======== EXCERPT

Objection 1 It would seem that no precept should be given about charity. For charity imposes the mode on all acts of virtue, since it is the form of the virtues as stated above 1, while the precepts are about the virtues themselves. Now, according to the common saying, the mode is not included in the precept. Therefore no precepts should be given about charity.
Objection 2 Further, charity, which "is poured forth in our hearts by the Holy Ghost" 2, makes us free, since "where the Spirit of the Lord is, there is liberty" 3. Now the obligation that arises from a precept is opposed to liberty, since it imposes a necessity. Therefore no precept should be given about charity.
Objection 3 Further, charity is the foremost among all the virtues, to which the precepts are directed, as shown above 4. If, therefore, any precepts were given about charity, they should have a place among the chief precepts which are those of the decalogue. But they have no place there. Therefore no precepts should be given about charity.
On the contrary Whatever God requires of us is included in a precept. Now God requires that man should love Him, according toDt. 10:12. Therefore it behooved precepts to be given about the love of charity, which is the love of God.

================
======== INFORMATION PROVIDED

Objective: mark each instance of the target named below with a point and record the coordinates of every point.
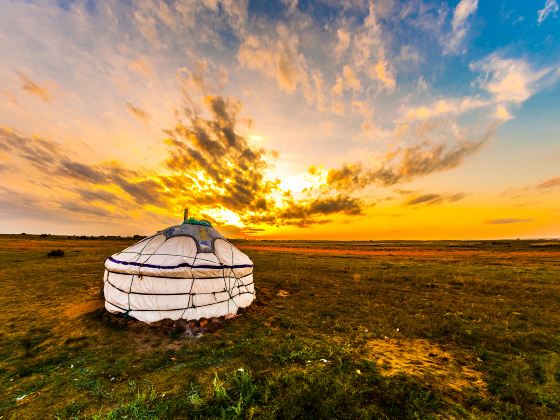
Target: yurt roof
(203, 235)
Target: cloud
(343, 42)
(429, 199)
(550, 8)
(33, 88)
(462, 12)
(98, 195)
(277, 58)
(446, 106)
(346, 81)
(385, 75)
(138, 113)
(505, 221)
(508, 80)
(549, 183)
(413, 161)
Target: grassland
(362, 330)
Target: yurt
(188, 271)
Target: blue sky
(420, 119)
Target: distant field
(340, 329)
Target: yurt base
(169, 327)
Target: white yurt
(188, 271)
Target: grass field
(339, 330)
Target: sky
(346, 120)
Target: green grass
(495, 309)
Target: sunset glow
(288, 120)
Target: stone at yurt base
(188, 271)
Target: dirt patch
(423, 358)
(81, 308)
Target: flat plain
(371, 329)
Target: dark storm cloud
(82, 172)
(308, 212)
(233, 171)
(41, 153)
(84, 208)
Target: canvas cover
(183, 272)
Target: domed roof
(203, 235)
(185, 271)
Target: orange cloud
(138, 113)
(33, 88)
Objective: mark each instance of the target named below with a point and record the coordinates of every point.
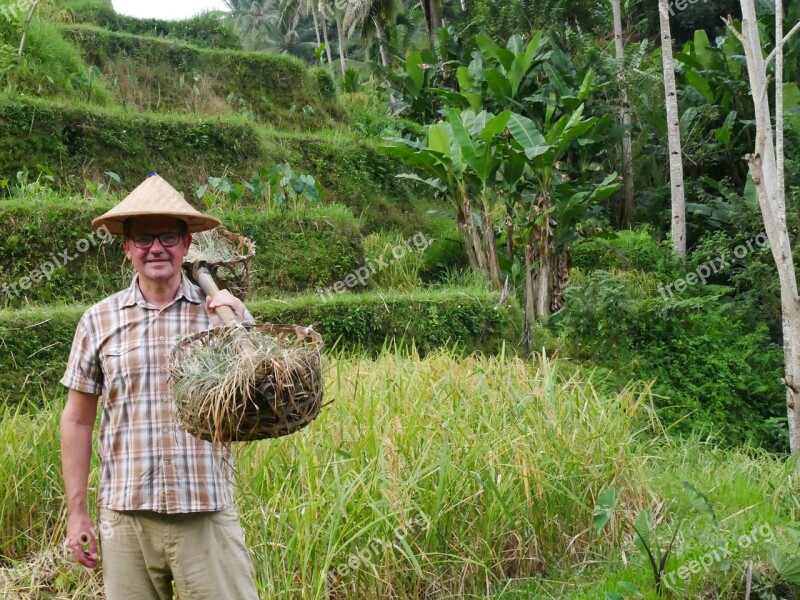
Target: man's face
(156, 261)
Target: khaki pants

================

**WORK TASK A**
Sum up the passage on precepts about charity in two sentences.
**WORK TASK B**
Name every label that opens a paragraph in the passage on precepts about charity.
**WORK TASK C**
Transcribe the part of the passage on precepts about charity that starts at the words "Objection 3 Further, charity" and ends after the words "there. Therefore no precepts should be given about charity.".
The rows are separate material and have nothing to do with the passage on charity.

**RESULT A**
The passage gives three objections claiming that no precept should be given about charity: charity sets the mode of all virtuous acts and the mode is not included in the precept, charity makes us free while a precept imposes a necessity, and charity as the foremost virtue would belong among the decalogue's chief precepts yet has no place there. On the contrary, whatever God requires of us is included in a precept, and since God requires man to love Him, precepts had to be given about the love of charity.

**RESULT B**
Objection 1
Objection 2
Objection 3
On the contrary

**RESULT C**
Objection 3 Further, charity is the foremost among all the virtues, to which the precepts are directed, as shown above 4. If, therefore, any precepts were given about charity, they should have a place among the chief precepts which are those of the decalogue. But they have no place there. Therefore no precepts should be given about charity.